__Natural language region descriptions__
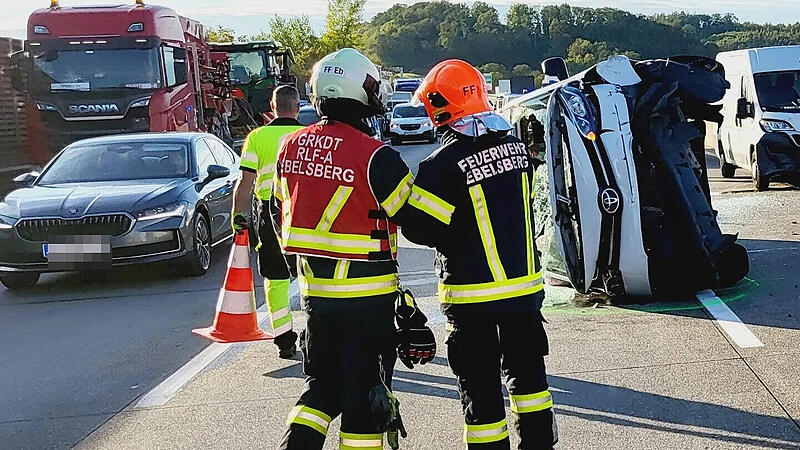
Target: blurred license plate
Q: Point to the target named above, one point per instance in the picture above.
(77, 252)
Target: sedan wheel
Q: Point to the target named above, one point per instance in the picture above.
(199, 258)
(19, 280)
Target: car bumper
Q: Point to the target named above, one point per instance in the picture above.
(779, 155)
(144, 243)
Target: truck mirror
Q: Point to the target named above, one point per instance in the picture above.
(744, 109)
(181, 68)
(19, 69)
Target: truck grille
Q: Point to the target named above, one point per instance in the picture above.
(37, 230)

__Task statement__
A verbatim copy of every entry above, with no pictures, is the expected output.

__Exercise result__
Target: blurred license plate
Q: Point to the target named above, one point per instance in the picture above.
(77, 252)
Target: sedan wheel
Q: Point to the target named above, one point per instance in the picture above.
(199, 258)
(19, 280)
Target: car bumper
Q: Point to the target named above, one point per instance in the picture above.
(779, 155)
(144, 243)
Target: truck mirror
Q: Point to the target named above, one point per instance in the picture above.
(744, 109)
(181, 68)
(19, 69)
Target: truck grille
Q: Point to the target named above, one point per instance in the picture above.
(37, 230)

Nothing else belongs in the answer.